Starting at the line that contains "pattern on plate in the photo above." and ending after the line that contains "[0,0,502,361]", write out these lines again with "ceramic" changed to "porcelain". Leave everything else the same.

**Stored data**
_ _ _ _
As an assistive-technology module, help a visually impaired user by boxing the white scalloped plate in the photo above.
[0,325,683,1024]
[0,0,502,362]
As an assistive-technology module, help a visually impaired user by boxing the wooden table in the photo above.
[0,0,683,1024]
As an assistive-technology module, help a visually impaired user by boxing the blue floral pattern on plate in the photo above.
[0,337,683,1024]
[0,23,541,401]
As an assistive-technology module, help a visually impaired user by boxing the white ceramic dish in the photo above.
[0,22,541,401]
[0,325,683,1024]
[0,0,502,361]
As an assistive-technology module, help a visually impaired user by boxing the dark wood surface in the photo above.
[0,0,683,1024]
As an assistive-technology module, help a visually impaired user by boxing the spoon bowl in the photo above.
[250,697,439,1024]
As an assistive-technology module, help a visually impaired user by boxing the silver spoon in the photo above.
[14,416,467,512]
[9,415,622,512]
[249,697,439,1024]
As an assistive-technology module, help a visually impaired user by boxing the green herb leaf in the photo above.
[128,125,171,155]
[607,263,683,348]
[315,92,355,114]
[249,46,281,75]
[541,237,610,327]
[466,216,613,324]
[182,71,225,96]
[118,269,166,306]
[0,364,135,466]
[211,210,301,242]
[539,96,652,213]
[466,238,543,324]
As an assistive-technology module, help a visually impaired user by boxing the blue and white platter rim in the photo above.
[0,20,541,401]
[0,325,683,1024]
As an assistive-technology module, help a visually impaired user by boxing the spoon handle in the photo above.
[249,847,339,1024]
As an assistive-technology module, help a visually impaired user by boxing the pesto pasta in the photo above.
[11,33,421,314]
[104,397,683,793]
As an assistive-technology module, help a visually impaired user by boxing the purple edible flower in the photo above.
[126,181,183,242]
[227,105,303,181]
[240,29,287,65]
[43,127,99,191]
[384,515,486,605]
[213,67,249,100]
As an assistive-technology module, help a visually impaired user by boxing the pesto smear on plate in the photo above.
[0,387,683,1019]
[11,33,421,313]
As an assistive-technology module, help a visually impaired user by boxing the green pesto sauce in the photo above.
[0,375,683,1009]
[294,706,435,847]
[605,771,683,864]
_ _ _ _
**Problem solution**
As an assistive-technology module, help a visually impaired user by boxing the blue floral pattern on plate in the photo above.
[0,337,683,1024]
[0,23,541,401]
As an assistive-technology module, help a visually impaired user by boxing the white porcelain dish in the photo above.
[0,22,541,401]
[0,325,683,1024]
[0,0,502,361]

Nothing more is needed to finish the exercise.